- WHAT TO PRODUCE -
Select every line in the entries below that contains the word "pier", and copy each one in full.

- LISTING -

━━━━

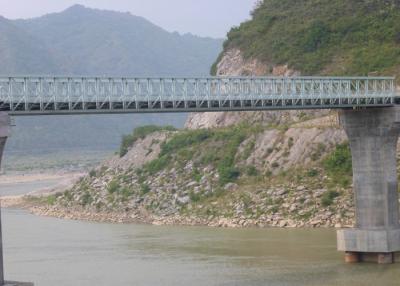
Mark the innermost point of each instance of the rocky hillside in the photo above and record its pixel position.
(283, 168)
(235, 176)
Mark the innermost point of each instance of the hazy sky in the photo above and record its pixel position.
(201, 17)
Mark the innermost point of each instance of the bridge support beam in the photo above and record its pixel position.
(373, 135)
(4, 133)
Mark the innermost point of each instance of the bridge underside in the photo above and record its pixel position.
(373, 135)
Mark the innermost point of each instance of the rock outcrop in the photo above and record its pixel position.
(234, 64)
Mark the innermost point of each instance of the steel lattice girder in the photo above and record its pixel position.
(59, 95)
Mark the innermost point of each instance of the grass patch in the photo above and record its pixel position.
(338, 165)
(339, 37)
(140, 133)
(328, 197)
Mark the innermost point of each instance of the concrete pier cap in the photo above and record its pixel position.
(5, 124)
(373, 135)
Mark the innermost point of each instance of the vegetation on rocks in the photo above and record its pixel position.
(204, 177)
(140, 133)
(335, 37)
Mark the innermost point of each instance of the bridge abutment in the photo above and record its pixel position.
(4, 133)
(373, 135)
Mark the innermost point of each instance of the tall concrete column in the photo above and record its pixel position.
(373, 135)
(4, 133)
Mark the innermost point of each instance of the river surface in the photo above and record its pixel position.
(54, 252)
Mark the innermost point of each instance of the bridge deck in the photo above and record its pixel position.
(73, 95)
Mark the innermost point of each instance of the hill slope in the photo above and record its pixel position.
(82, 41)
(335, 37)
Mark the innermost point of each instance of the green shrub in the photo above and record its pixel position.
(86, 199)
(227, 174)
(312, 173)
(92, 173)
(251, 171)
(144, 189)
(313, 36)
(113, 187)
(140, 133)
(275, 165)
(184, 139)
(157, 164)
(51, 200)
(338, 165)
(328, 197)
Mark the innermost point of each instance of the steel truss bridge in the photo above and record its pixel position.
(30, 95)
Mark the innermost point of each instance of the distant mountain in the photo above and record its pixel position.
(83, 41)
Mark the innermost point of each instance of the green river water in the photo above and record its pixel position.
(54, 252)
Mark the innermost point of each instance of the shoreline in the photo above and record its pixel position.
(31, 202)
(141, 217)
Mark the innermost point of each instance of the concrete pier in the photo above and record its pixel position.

━━━━

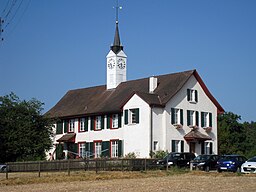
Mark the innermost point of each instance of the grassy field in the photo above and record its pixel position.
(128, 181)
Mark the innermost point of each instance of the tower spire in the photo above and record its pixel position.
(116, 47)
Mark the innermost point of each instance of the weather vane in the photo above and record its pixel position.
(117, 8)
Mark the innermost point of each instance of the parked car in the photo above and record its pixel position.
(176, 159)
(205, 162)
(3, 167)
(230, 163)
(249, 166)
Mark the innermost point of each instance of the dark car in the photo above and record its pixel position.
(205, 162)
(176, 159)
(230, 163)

━━━━

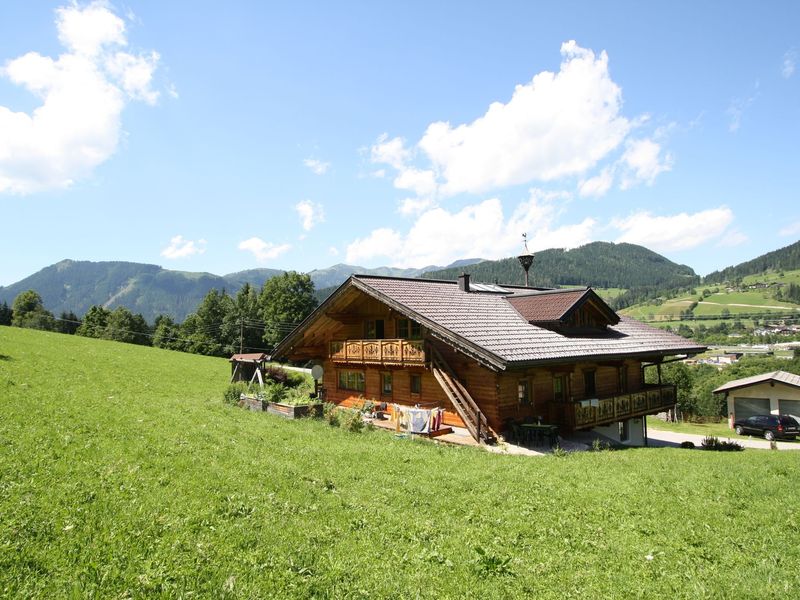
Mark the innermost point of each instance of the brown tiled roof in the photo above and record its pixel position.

━━━━

- TASK RESPONSE -
Mark the innermost point of each instance of the concrete pier cap in the photo above and record its pixel position.
Mark the innermost point of each instance of the concrete pier in the photo above and record its pixel position.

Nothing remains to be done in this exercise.